(RECORD EXTRACTS Opens)

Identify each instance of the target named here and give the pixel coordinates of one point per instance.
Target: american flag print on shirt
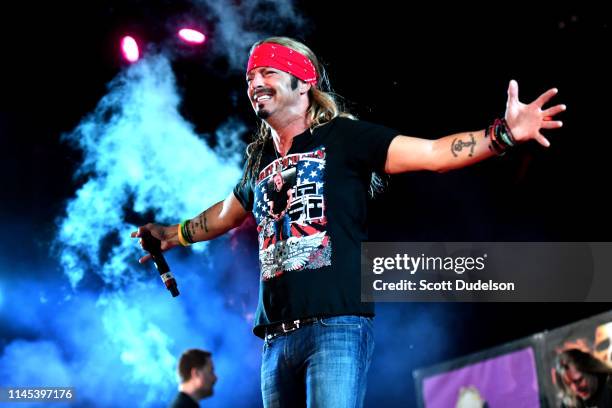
(289, 208)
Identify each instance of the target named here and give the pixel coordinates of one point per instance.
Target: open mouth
(262, 96)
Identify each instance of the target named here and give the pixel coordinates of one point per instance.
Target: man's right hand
(166, 234)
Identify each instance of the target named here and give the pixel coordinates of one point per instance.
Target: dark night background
(426, 72)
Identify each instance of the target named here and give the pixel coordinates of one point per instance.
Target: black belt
(287, 327)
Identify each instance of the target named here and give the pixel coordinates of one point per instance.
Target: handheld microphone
(153, 246)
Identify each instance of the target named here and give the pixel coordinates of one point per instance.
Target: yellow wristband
(182, 239)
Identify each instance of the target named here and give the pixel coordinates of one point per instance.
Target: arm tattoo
(459, 144)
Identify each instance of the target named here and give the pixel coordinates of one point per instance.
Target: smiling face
(272, 91)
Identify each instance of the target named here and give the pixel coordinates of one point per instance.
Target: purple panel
(507, 380)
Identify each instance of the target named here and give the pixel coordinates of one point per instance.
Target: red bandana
(285, 59)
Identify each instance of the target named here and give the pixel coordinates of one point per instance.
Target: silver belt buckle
(291, 326)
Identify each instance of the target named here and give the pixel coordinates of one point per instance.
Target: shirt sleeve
(368, 143)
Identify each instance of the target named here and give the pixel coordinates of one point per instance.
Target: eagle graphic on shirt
(289, 208)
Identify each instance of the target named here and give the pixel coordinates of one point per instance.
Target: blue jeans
(324, 364)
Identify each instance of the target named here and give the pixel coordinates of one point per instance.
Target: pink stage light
(191, 36)
(129, 48)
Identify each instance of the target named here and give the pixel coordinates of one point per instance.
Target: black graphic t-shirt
(310, 257)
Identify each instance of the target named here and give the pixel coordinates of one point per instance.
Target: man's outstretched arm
(463, 149)
(214, 221)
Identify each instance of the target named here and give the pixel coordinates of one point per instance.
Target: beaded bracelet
(183, 234)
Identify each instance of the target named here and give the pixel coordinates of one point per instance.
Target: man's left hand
(525, 121)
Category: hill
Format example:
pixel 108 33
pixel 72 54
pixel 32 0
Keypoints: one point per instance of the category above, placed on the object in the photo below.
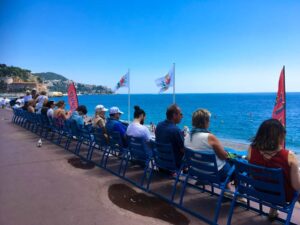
pixel 53 81
pixel 50 76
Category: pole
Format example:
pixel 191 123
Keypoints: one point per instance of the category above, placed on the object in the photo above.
pixel 128 96
pixel 173 83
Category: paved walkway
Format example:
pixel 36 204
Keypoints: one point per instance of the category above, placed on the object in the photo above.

(RECORD EXTRACTS Closes)

== REQUIRED WORK ==
Set down each entry above word for word, without its pictures.

== WRITTEN ANSWER ==
Identify each instance of the target named here and give the pixel coordinates of one point per instance.
Target: american flag print on shirt
(289, 208)
Identify each instance of the target named here and give the pixel coordinates of one point per instance.
Target: open mouth
(262, 96)
Identify each instance of the target named here and give the pixel coordinates of one point per instance.
Target: man's right hand
(166, 234)
Identify each instance of the target named here and give the pixel coordinates of one point per instance.
Target: dark night background
(426, 72)
Identify each instance of the target named here and give the pixel coordinates of one point per instance.
Target: black belt
(287, 327)
Identify each instance of the target named here and give the pixel coordinates of one point per instance.
Target: handheld microphone
(153, 246)
Identify each instance of the target named here and give the pixel coordinates of one point per instance.
Target: yellow wristband
(182, 239)
Identify each instance of the target named here and give the pixel coordinates of one point per instance.
Target: arm tattoo
(459, 144)
Identify each instance of the target named here and give the pixel coordinates of one point per instance.
Target: smiling face
(272, 91)
Identify each instance of the target named here and give the pixel coordinates of one point per instance.
Target: purple panel
(507, 380)
Identify each instance of the target named here and give the pixel coordinates of one point per instance.
Target: red bandana
(285, 59)
Identify each instance of the target named here and give the pixel coordinates of one point per instance.
Target: silver belt buckle
(291, 326)
Identify each instance of the target named here and give the pixel coordinates of one point per instance.
Target: shirt sleeve
(368, 143)
Identify each instance of the target named here and give the pixel coordinates of one point per instance.
Target: eagle graphic on shirt
(289, 208)
Identify each instance of the target named here and give the pixel coordinates of one point per instance.
Target: blue jeans
(324, 364)
Identify each instance of the target named here and give the pixel coordinates of one point per instance.
Target: pink stage light
(191, 36)
(129, 48)
Identify each instance of the target named here and give the pixel coordinates of one point per instance.
Target: black graphic t-shirt
(310, 257)
Identify each instance of the target named here and give the pixel coordinates of one point per instance.
Target: man's outstretched arm
(463, 149)
(214, 221)
Identify each instance of the target named here and give the pixel coordinates of one point per instance.
Target: beaded bracelet
(183, 234)
Identify each instance of the target named here and give the pixel coordinates of one point per instance.
Target: man's left hand
(525, 121)
Category: hill
Format example:
pixel 108 33
pixel 72 54
pixel 32 0
Keypoints: one point per instance of the category above, placed on the object in the photo below.
pixel 53 81
pixel 50 76
Category: pole
Format example:
pixel 191 123
Keypoints: one point per instance of the category above, placed on the object in the photo above.
pixel 128 96
pixel 173 83
Category: paved walkway
Format example:
pixel 36 204
Keypoints: one point per instance of the category above, placed on the object in the photo above.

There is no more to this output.